Reproduce every one of the following entries word for word, and leave the pictures out of your copy.

* Begin *

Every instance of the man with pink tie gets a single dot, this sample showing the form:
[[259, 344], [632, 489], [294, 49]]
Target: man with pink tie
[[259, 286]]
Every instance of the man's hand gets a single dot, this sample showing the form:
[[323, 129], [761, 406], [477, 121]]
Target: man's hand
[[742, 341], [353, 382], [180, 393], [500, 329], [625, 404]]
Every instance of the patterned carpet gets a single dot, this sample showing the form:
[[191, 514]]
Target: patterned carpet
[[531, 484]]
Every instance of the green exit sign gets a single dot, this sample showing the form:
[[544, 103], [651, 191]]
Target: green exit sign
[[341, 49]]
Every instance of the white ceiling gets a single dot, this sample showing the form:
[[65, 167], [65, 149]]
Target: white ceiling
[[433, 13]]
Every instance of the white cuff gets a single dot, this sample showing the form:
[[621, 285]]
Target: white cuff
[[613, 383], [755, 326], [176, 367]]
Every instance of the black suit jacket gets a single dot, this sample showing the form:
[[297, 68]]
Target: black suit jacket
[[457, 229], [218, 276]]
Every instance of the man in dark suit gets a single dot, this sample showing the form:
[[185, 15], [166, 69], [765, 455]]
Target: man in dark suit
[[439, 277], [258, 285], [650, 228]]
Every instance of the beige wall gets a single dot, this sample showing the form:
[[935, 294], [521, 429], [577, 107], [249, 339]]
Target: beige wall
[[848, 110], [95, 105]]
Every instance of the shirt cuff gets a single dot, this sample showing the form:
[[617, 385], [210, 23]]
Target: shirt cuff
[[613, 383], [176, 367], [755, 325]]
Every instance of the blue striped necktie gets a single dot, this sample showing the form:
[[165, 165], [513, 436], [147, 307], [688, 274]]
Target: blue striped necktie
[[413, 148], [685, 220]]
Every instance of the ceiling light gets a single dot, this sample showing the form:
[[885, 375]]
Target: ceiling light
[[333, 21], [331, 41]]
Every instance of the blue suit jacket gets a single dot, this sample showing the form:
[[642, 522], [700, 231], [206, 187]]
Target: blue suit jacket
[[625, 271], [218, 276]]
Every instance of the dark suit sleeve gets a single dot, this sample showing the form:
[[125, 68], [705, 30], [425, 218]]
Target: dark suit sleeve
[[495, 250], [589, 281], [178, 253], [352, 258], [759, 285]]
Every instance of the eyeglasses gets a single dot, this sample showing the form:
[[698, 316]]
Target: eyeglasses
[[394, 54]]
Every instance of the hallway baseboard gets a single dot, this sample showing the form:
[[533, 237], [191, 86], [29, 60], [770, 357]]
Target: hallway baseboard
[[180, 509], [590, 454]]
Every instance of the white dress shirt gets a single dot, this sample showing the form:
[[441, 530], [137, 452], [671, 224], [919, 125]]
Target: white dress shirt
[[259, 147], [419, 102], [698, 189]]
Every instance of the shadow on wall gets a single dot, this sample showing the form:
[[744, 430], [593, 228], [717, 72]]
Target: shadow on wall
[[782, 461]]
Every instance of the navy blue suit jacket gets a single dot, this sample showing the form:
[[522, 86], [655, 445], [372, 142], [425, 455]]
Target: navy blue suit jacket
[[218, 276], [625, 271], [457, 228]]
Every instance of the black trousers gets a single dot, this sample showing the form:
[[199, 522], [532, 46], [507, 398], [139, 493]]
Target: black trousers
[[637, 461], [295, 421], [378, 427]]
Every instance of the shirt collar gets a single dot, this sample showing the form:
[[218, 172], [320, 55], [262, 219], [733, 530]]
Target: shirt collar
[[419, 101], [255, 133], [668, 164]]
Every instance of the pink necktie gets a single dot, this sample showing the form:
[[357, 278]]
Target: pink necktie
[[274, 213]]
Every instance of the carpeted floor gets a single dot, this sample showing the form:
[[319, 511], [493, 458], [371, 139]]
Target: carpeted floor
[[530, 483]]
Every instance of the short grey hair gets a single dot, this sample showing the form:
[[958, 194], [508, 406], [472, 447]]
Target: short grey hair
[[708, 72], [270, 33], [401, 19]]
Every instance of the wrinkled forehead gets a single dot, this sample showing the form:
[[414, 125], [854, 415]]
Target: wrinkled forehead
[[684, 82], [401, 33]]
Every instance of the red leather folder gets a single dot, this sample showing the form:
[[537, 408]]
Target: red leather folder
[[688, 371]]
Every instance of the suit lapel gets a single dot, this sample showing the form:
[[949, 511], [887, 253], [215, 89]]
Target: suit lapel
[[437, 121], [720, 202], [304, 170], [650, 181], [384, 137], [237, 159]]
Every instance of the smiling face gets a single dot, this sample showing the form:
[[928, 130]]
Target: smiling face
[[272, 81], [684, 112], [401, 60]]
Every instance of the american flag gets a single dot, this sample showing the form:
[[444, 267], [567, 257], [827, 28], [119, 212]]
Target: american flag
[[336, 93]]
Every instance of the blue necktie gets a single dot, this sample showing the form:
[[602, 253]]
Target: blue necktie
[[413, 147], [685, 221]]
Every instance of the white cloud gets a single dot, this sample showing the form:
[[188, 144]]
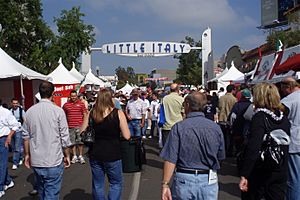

* End *

■ **Written answer**
Every instance of the man with pink tie gets a single dot, this sample showing the form:
[[259, 344], [632, 489], [294, 49]]
Target: man with pink tie
[[259, 286]]
Every instance of the man's hand gets a single dot, this sample showing the form:
[[323, 129], [761, 406], [477, 121]]
Target: man's hand
[[742, 341], [353, 382], [180, 393], [500, 329], [625, 404]]
Every instance of the patterned carpet gets a single dot, this sample showing the form:
[[191, 514]]
Target: patterned carpet
[[531, 484]]
Every instance of the green exit sign gets a single dot, this sample showing the form:
[[544, 103], [651, 191]]
Target: green exit sign
[[341, 49]]
Every instance of the white ceiling gets a single dot, this sample showing the form:
[[65, 167], [65, 149]]
Target: white ceiling
[[433, 13]]
Every instance of the white cuff gets a single dot, this sample showing the form:
[[621, 285]]
Target: white cuff
[[613, 383], [755, 326], [176, 367]]
Every instance of the black suit jacket gets a single dot, this sample showing the form:
[[297, 68]]
Target: black suit jacket
[[457, 229], [218, 276]]
Every instance of the man in dark suit gets a single dot, this sample showing the form:
[[185, 15], [166, 69], [765, 455]]
Target: man in dark suit
[[439, 277], [258, 285], [650, 228]]
Every instance of the beige wall gets a single dot, this sample showing the form:
[[935, 294], [521, 429], [577, 107], [249, 339]]
Target: beige wall
[[848, 110], [95, 105]]
Every instance of the shirt cuff gets a single dot, this sample showing the form:
[[617, 385], [210, 23]]
Target: shirt cuff
[[613, 383], [176, 367], [755, 325]]
Every instance of the blue striped necktie gets a single dot, this sample showing the form:
[[165, 165], [513, 436], [147, 307], [688, 274]]
Target: blue striped necktie
[[413, 148], [685, 220]]
Every instance of the ceiling light gets a single dot, this sample showing the form:
[[885, 375]]
Target: ceiling light
[[333, 21], [331, 41]]
Every instance of the blue suit jacket gets a single dot, this sample showing the form:
[[642, 522], [700, 231], [206, 187]]
Target: blue suit jacket
[[625, 271], [218, 276]]
Every instance of the dark suit sleeve gets a single dot, this sample showing the form:
[[125, 68], [705, 30], [425, 218]]
Target: dark suit sleeve
[[495, 250], [589, 281], [178, 253], [352, 258], [759, 285]]
Every instance of the eyeglasses gets a single dot, this sample showing the form:
[[698, 316]]
Target: eyeglasses
[[394, 54]]
Every instance of the hallway baseboard gets a single dot, this sample showing the form:
[[533, 237], [191, 86], [29, 60], [770, 357]]
Target: hallway baseboard
[[180, 509], [590, 454]]
Every instance of the white dress shirt gets a single dot, this sample showing the form:
[[441, 530], [137, 452], [671, 224], [919, 125]]
Target: white dress shirt
[[259, 147], [419, 102], [698, 189]]
Every instance of the shadow on wall gets a single dot, this sample showing the form:
[[744, 430], [593, 228], [717, 72]]
Target: shadow on wall
[[782, 461]]
Every instance of the navy blue suit jacket gets a single dot, this sample showing the form:
[[522, 86], [655, 445], [372, 142], [425, 455]]
Target: navy blue suit jacket
[[218, 276], [625, 271], [457, 228]]
Every instance of the black trousers gets a single dot, this sample showing the form:
[[199, 522], [532, 46], [507, 398], [139, 493]]
Target: black trousers
[[637, 461], [295, 421], [378, 427]]
Every instance of the shirt collar gets a single dot, this sample showing the form:
[[218, 172], [320, 55], [262, 219], [733, 530]]
Target: shirt collar
[[419, 101], [255, 133], [668, 164]]
Every instance of the pink necktie gets a single dot, this sample showing the form:
[[357, 278]]
Target: pink necktie
[[274, 213]]
Every instance of the carpeted floor gets a single dot, this sample showing the form:
[[319, 511], [493, 458], [371, 139]]
Target: carpeted floor
[[530, 483]]
Every instance of the short grey hair gets a single dot, this sample showing the form:
[[958, 194], [508, 406], [472, 447]]
Target: short grey hair
[[708, 72], [270, 33], [401, 19]]
Every instance of the wrinkled forehead gets a single dot, this sample showing the form:
[[414, 125], [854, 415]]
Target: wrinkled forehead
[[684, 82], [401, 33]]
Every instance of the red leather folder gets a single dot, this sample showing the form:
[[537, 408]]
Target: red leather folder
[[688, 371]]
Every instance of the suit lapel gets a single dot, this sample showing the form:
[[949, 511], [887, 253], [215, 89]]
Target: suit lapel
[[437, 121], [720, 202], [304, 170], [650, 181], [384, 137], [237, 159]]
Every instance of the smiling face gets a single dot, this sample showing the form:
[[928, 130]]
Target: smiling face
[[272, 81], [684, 112], [401, 60]]
Every instance of the american flag gets a single dot, this sample showing the form:
[[444, 267], [567, 257], [827, 28], [119, 212]]
Target: american flag
[[336, 93]]
Every instance of the blue necktie gets a single dot, this sample showing the form:
[[602, 253]]
Target: blue necktie
[[413, 147], [685, 221]]
Every instance of the white cloud gets a single dot, this sample showing the form:
[[188, 144]]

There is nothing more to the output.